*What to produce:* Your output must reproduce all the records below precisely and contain no pictures.

[Stored data]
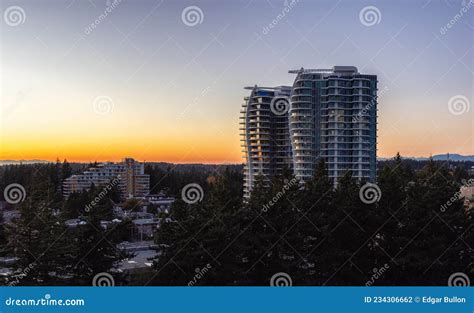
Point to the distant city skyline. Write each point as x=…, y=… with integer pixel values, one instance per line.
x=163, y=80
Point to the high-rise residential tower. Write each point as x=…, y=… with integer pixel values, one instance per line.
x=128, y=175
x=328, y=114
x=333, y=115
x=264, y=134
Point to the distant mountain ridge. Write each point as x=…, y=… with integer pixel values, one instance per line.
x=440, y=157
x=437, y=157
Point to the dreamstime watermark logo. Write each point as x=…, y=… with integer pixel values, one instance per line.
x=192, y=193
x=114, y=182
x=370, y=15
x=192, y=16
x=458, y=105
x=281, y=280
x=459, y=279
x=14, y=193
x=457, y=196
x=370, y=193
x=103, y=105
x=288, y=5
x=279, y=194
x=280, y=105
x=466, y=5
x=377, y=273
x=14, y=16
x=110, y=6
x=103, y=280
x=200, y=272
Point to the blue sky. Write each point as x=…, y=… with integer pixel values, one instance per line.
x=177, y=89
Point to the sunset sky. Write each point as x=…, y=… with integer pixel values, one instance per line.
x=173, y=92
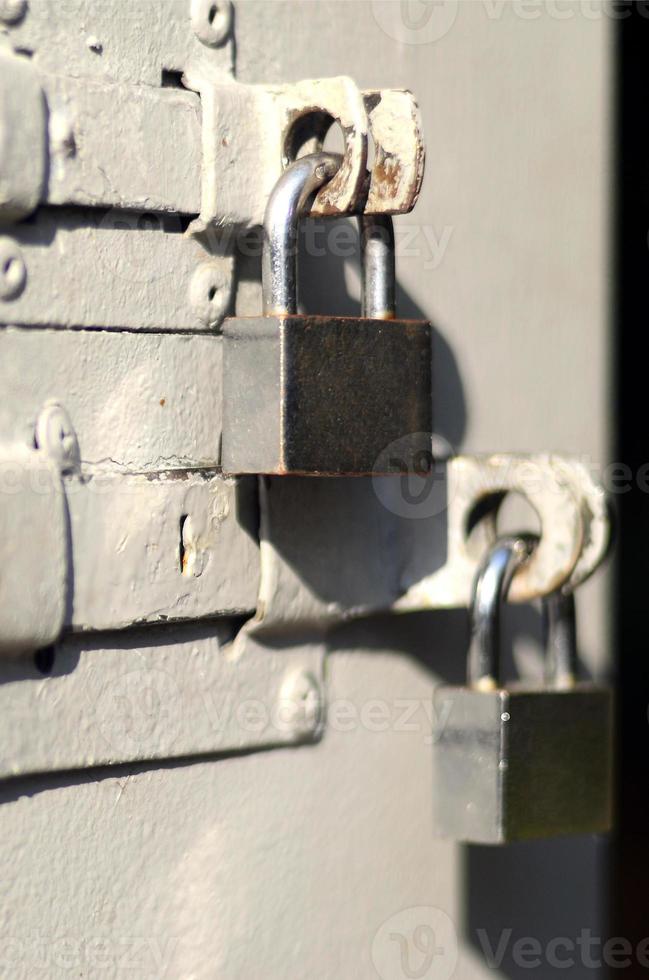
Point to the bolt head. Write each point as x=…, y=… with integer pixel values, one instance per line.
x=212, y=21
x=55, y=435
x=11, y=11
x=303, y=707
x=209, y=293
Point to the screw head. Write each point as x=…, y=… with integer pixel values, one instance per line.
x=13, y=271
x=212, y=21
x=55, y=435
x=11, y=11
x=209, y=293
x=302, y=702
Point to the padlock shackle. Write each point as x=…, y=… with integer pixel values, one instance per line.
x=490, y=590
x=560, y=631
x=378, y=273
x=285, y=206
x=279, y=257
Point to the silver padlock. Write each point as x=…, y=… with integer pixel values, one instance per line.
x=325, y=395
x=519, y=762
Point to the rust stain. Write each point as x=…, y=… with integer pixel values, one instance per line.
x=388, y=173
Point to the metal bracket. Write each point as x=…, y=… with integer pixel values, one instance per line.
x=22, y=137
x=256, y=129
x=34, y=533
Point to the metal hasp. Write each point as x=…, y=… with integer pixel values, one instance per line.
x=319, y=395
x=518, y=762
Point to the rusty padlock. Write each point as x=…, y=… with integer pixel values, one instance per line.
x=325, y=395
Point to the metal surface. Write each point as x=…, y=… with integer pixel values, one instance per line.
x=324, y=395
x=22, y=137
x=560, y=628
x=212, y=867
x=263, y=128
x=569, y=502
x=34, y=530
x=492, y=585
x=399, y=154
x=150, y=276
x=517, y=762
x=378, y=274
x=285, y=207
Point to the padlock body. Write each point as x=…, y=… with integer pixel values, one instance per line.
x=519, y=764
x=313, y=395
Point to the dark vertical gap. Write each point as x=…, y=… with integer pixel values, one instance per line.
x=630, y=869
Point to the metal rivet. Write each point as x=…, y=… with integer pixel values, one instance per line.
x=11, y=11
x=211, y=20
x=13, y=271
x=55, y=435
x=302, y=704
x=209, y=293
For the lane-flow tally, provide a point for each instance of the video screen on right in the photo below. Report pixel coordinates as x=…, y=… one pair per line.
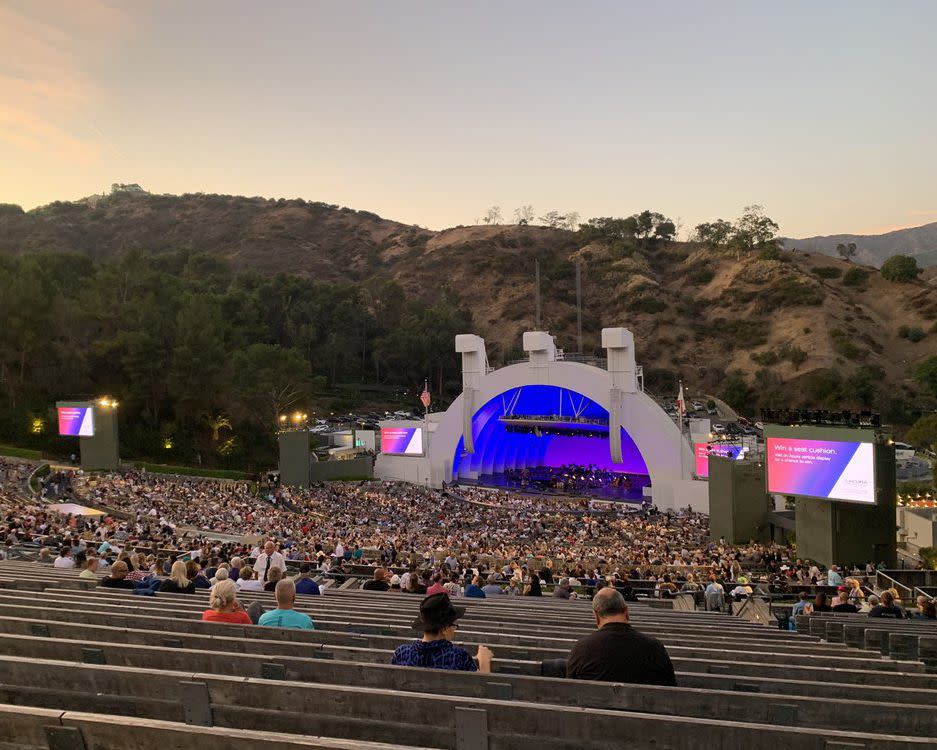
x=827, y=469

*Your response:*
Point to the distant city skyline. Write each point as x=…, y=… with integer pixel values, one instance per line.
x=163, y=80
Point to the high-rise residential tower. Write each point as x=…, y=… with integer pixel values, one instance per line.
x=128, y=175
x=328, y=114
x=333, y=115
x=264, y=134
Point to the distant mountain ridge. Write each point as x=…, y=… with integer pixel values, one instance per line.
x=440, y=157
x=437, y=157
Point to the dreamstime watermark logo. Write each point as x=…, y=… with integer pixel values, one instance per line.
x=192, y=193
x=114, y=182
x=370, y=15
x=192, y=16
x=458, y=105
x=281, y=280
x=459, y=279
x=14, y=193
x=457, y=196
x=370, y=193
x=103, y=105
x=288, y=5
x=279, y=194
x=280, y=105
x=466, y=5
x=377, y=273
x=14, y=16
x=110, y=6
x=103, y=280
x=200, y=272
Point to the blue sky. Write each point as x=…, y=… with integer pixel values, one instance per line.
x=177, y=89
Point to the sunset sky. Write each point as x=…, y=… with integer pixel values, one instance per line.
x=173, y=92
Point to the bolt head. Write each point as x=…, y=… with integer pixel values, one instance per line.
x=212, y=21
x=55, y=435
x=11, y=11
x=303, y=707
x=209, y=293
Point to the screw head. Write each point as x=…, y=… with integer pixel values, one instance per line.
x=13, y=271
x=212, y=21
x=55, y=435
x=11, y=11
x=209, y=293
x=302, y=702
Point to the padlock shackle. Write each point as x=…, y=… with integer pixel values, one instance per line.
x=490, y=590
x=560, y=631
x=378, y=273
x=285, y=206
x=279, y=257
Point to the silver padlock. Write each point as x=…, y=… with integer pixel values, one instance per line.
x=325, y=395
x=519, y=762
Point to the rust stain. Write each point as x=…, y=… with integer pixel values, one instance per line.
x=388, y=173
Point to the metal bracket. Write each point as x=…, y=… with integer pixel values, one instance per line.
x=22, y=137
x=256, y=129
x=34, y=533
Point to the metal hasp. Write each point as x=…, y=… with integer pixel values, one instance per line.
x=319, y=395
x=518, y=762
Point to the rusty padlock. Write each point as x=…, y=… with integer pixel values, one instance per line.
x=325, y=395
Point to the metal surface. Write each point as x=…, y=… with integer pixel values, one instance per line.
x=324, y=395
x=22, y=137
x=560, y=628
x=212, y=867
x=263, y=128
x=569, y=502
x=34, y=530
x=492, y=585
x=399, y=154
x=150, y=276
x=517, y=762
x=378, y=274
x=285, y=207
Point to the padlock body. Write each point as x=…, y=… with integer pixel values, one instance per line.
x=519, y=764
x=313, y=395
Point to the dark vertical gap. Write each point as x=…, y=… with integer pixel values, one instance per line.
x=630, y=869
Point to the metal rivet. Write each point as x=…, y=… with integer pixel values, one instance per line.
x=11, y=11
x=211, y=20
x=13, y=271
x=55, y=435
x=302, y=704
x=209, y=293
For the lane-flow tally, provide a point for each instance of the video screen on right in the photo below. Report pixel coordinates as x=…, y=… one pair per line.
x=827, y=469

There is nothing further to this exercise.